WHAT TO WORK ON –
Count the lines of the records that contain the word "helpful" and give only that number.
☆ ☆ ☆
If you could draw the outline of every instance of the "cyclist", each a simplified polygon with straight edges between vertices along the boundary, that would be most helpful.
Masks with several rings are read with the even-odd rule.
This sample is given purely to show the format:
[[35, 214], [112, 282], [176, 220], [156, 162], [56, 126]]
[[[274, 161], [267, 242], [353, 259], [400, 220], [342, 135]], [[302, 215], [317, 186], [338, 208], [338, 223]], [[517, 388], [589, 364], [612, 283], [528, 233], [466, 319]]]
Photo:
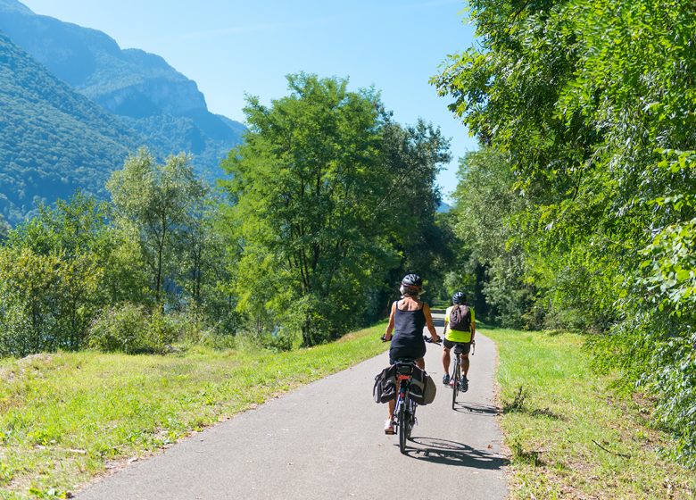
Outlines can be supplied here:
[[444, 375], [443, 375], [443, 384], [448, 385], [450, 383], [450, 349], [459, 344], [463, 348], [461, 353], [461, 383], [460, 389], [461, 392], [467, 392], [468, 390], [468, 379], [467, 379], [469, 364], [468, 353], [471, 350], [471, 344], [474, 342], [474, 336], [476, 330], [474, 310], [469, 308], [471, 322], [468, 330], [448, 329], [450, 313], [455, 307], [467, 305], [467, 296], [463, 292], [457, 292], [452, 296], [452, 304], [447, 308], [444, 313], [444, 340], [443, 340], [443, 367], [444, 368]]
[[[434, 342], [439, 342], [440, 338], [433, 326], [433, 317], [430, 306], [418, 297], [423, 293], [423, 279], [418, 274], [407, 274], [402, 279], [399, 288], [401, 300], [392, 304], [389, 314], [389, 325], [385, 332], [385, 340], [392, 339], [389, 349], [389, 364], [394, 364], [401, 358], [412, 358], [421, 370], [426, 369], [426, 342], [423, 339], [423, 328], [427, 330]], [[392, 331], [394, 331], [392, 338]], [[398, 391], [398, 388], [397, 388]], [[385, 422], [385, 434], [394, 434], [394, 409], [396, 402], [389, 402], [389, 418]]]

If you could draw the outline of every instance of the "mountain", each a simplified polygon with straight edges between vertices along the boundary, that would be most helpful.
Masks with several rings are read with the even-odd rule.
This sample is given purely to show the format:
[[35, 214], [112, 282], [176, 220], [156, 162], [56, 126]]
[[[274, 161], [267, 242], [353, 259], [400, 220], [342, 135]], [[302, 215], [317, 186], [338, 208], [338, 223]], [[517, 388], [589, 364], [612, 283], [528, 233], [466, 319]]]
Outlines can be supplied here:
[[78, 188], [104, 196], [111, 172], [143, 144], [0, 32], [0, 214], [7, 221]]
[[244, 125], [208, 111], [196, 83], [159, 55], [121, 49], [95, 29], [35, 14], [0, 0], [0, 30], [55, 76], [139, 132], [155, 154], [194, 154], [200, 174], [220, 177], [220, 161]]

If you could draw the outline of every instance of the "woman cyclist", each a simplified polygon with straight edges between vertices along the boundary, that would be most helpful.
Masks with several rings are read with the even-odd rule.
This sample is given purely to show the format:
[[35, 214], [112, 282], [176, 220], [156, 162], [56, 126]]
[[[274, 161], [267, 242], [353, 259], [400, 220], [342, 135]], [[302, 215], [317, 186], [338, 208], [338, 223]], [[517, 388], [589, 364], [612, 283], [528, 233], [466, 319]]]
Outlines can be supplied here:
[[[423, 328], [427, 326], [434, 342], [440, 338], [433, 326], [430, 306], [418, 297], [423, 293], [423, 279], [418, 274], [407, 274], [402, 279], [399, 288], [401, 300], [392, 304], [389, 314], [389, 325], [385, 332], [385, 340], [392, 340], [389, 349], [389, 363], [394, 364], [401, 358], [412, 358], [421, 370], [425, 370], [426, 342], [423, 339]], [[394, 331], [392, 338], [392, 331]], [[385, 434], [394, 434], [394, 410], [396, 402], [389, 402], [389, 418], [385, 422]]]

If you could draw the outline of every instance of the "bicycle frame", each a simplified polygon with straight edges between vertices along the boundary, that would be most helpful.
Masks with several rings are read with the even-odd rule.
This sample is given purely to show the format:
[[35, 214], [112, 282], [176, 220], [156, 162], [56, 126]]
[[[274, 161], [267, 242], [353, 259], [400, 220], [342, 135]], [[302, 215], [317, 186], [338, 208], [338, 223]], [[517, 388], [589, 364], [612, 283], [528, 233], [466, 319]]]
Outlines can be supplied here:
[[406, 453], [406, 441], [410, 438], [410, 431], [416, 423], [416, 407], [418, 404], [410, 396], [411, 371], [414, 362], [398, 363], [396, 379], [399, 383], [399, 396], [396, 398], [394, 415], [396, 416], [399, 449]]

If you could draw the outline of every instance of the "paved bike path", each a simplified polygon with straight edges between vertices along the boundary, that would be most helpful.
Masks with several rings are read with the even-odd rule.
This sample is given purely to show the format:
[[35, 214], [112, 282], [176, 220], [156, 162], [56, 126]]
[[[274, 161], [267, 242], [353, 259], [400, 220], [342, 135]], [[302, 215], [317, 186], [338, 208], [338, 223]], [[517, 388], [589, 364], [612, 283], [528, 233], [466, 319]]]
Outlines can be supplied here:
[[[435, 322], [442, 324], [442, 315]], [[438, 382], [437, 396], [418, 407], [406, 455], [397, 436], [384, 434], [386, 405], [372, 400], [374, 377], [388, 362], [385, 354], [195, 434], [77, 497], [503, 499], [495, 346], [476, 337], [470, 388], [460, 394], [456, 411], [441, 384], [441, 355], [440, 346], [428, 345], [426, 369]]]

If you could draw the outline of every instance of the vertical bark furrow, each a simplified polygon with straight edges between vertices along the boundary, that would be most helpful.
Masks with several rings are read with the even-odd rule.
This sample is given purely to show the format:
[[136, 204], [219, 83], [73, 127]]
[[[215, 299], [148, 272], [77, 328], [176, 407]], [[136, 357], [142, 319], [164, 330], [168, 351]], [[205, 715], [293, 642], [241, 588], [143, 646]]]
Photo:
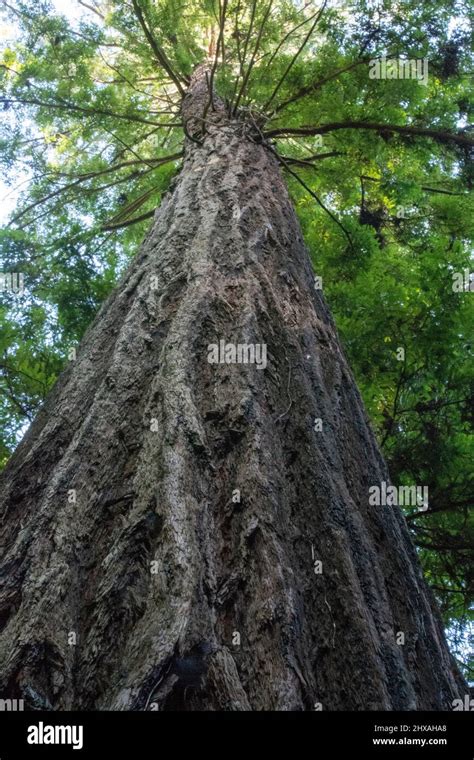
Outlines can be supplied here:
[[[386, 467], [276, 160], [220, 101], [204, 128], [200, 82], [201, 144], [3, 474], [0, 694], [449, 709], [462, 681], [400, 511], [369, 506]], [[221, 340], [266, 368], [210, 363]]]

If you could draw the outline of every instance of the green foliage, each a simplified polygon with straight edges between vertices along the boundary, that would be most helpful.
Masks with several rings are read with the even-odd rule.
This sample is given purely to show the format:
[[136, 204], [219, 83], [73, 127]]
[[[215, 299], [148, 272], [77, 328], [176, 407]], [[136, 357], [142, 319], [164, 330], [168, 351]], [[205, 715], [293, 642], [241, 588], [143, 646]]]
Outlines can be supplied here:
[[[474, 218], [467, 3], [90, 0], [78, 22], [46, 1], [4, 5], [0, 163], [19, 187], [0, 251], [25, 292], [0, 309], [0, 462], [179, 171], [181, 95], [208, 60], [229, 112], [281, 157], [393, 480], [429, 486], [429, 511], [407, 518], [465, 660], [473, 297], [453, 275], [469, 270]], [[371, 79], [383, 55], [426, 57], [427, 85]]]

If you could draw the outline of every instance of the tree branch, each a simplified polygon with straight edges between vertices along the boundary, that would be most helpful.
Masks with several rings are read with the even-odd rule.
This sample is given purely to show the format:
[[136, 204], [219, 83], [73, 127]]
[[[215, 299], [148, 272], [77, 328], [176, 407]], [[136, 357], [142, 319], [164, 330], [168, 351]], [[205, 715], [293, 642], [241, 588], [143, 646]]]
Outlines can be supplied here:
[[264, 135], [267, 138], [285, 137], [286, 135], [292, 137], [308, 137], [314, 135], [324, 135], [328, 132], [335, 132], [339, 129], [368, 129], [380, 133], [394, 132], [406, 137], [430, 137], [433, 140], [437, 140], [438, 142], [442, 143], [455, 142], [459, 145], [474, 146], [474, 140], [462, 133], [460, 134], [454, 132], [445, 132], [439, 129], [429, 129], [426, 127], [409, 127], [401, 126], [398, 124], [381, 124], [372, 121], [336, 121], [329, 124], [321, 124], [318, 127], [279, 127], [277, 129], [270, 129], [268, 132], [265, 132]]
[[250, 59], [250, 63], [248, 65], [247, 71], [245, 72], [245, 76], [243, 78], [243, 82], [242, 82], [242, 86], [240, 88], [240, 92], [239, 92], [239, 94], [237, 96], [237, 100], [235, 102], [235, 106], [234, 106], [234, 109], [233, 109], [234, 114], [237, 113], [237, 109], [239, 107], [239, 103], [240, 103], [240, 101], [242, 99], [242, 96], [243, 96], [243, 94], [245, 92], [245, 89], [247, 87], [247, 82], [249, 81], [250, 73], [252, 71], [252, 68], [253, 68], [253, 65], [254, 65], [254, 62], [255, 62], [255, 56], [258, 53], [258, 49], [260, 47], [260, 41], [262, 39], [263, 30], [265, 28], [265, 24], [267, 23], [267, 18], [270, 15], [270, 11], [272, 9], [272, 5], [273, 5], [273, 0], [270, 0], [270, 2], [268, 4], [268, 8], [265, 11], [265, 15], [263, 17], [263, 21], [262, 21], [262, 23], [260, 25], [260, 29], [258, 31], [257, 41], [255, 43], [255, 47], [254, 47], [254, 50], [253, 50], [253, 53], [252, 53], [252, 58]]
[[273, 102], [273, 99], [274, 99], [275, 95], [277, 94], [278, 90], [282, 86], [282, 84], [285, 81], [286, 77], [288, 76], [288, 74], [290, 73], [290, 71], [293, 68], [294, 64], [296, 63], [296, 61], [298, 60], [299, 56], [301, 55], [301, 53], [303, 52], [304, 48], [306, 47], [306, 45], [308, 43], [308, 40], [311, 37], [311, 35], [313, 34], [313, 32], [314, 32], [314, 30], [316, 28], [316, 25], [317, 25], [319, 19], [321, 18], [322, 14], [324, 13], [324, 9], [326, 8], [326, 5], [327, 5], [327, 0], [323, 0], [323, 4], [322, 4], [320, 10], [318, 11], [318, 13], [316, 15], [314, 23], [311, 26], [311, 29], [309, 30], [308, 34], [304, 38], [303, 42], [299, 46], [298, 50], [294, 54], [293, 58], [289, 62], [289, 64], [286, 67], [285, 71], [283, 72], [282, 76], [280, 77], [280, 79], [278, 80], [277, 84], [275, 85], [275, 89], [273, 90], [273, 92], [270, 95], [269, 99], [267, 100], [267, 102], [263, 106], [263, 109], [262, 109], [263, 111], [266, 111], [266, 109], [271, 105], [271, 103]]
[[136, 216], [133, 219], [129, 219], [127, 222], [119, 222], [118, 224], [104, 224], [102, 226], [102, 230], [105, 232], [107, 230], [120, 230], [123, 227], [130, 227], [132, 224], [138, 224], [138, 222], [143, 222], [145, 219], [150, 219], [155, 211], [156, 209], [152, 209], [151, 211], [147, 211], [141, 216]]
[[283, 103], [280, 103], [275, 108], [275, 113], [279, 113], [283, 110], [283, 108], [286, 108], [286, 106], [289, 106], [291, 103], [294, 103], [296, 100], [300, 100], [301, 98], [306, 97], [306, 95], [311, 95], [312, 92], [315, 90], [318, 90], [320, 87], [323, 87], [327, 82], [331, 82], [333, 79], [336, 79], [339, 74], [344, 74], [346, 71], [351, 71], [352, 69], [355, 69], [356, 66], [360, 66], [362, 63], [367, 63], [370, 59], [369, 58], [363, 58], [361, 60], [353, 61], [352, 63], [348, 64], [347, 66], [342, 66], [340, 69], [336, 69], [336, 71], [333, 71], [332, 74], [329, 74], [328, 76], [323, 77], [322, 79], [317, 79], [312, 84], [307, 85], [306, 87], [302, 87], [301, 90], [298, 90], [295, 92], [294, 95], [291, 96], [291, 98], [288, 98], [288, 100], [283, 101]]
[[45, 102], [44, 100], [37, 100], [36, 98], [11, 98], [0, 97], [0, 103], [6, 103], [7, 105], [18, 103], [19, 105], [33, 105], [40, 106], [42, 108], [59, 108], [62, 111], [76, 111], [78, 113], [86, 114], [87, 116], [111, 116], [114, 119], [123, 119], [125, 121], [133, 121], [138, 124], [151, 124], [155, 127], [180, 127], [180, 122], [173, 124], [162, 124], [158, 121], [151, 121], [150, 119], [142, 119], [140, 116], [134, 116], [133, 114], [120, 114], [108, 111], [104, 108], [84, 108], [83, 106], [77, 106], [74, 103], [57, 103], [57, 102]]
[[151, 49], [153, 50], [156, 59], [158, 63], [161, 64], [161, 66], [164, 68], [166, 73], [168, 74], [169, 78], [175, 83], [180, 95], [184, 97], [184, 89], [183, 86], [179, 80], [179, 77], [175, 72], [173, 71], [173, 67], [171, 66], [170, 61], [168, 60], [168, 57], [164, 50], [160, 48], [158, 45], [156, 39], [154, 38], [153, 34], [151, 33], [150, 29], [148, 28], [147, 22], [145, 20], [145, 16], [142, 12], [142, 9], [140, 8], [138, 4], [138, 0], [132, 0], [133, 9], [135, 11], [135, 15], [138, 18], [138, 21], [140, 22], [140, 26], [143, 29], [143, 32], [145, 34], [145, 37], [147, 38]]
☆ ☆ ☆
EXERCISE ANSWER –
8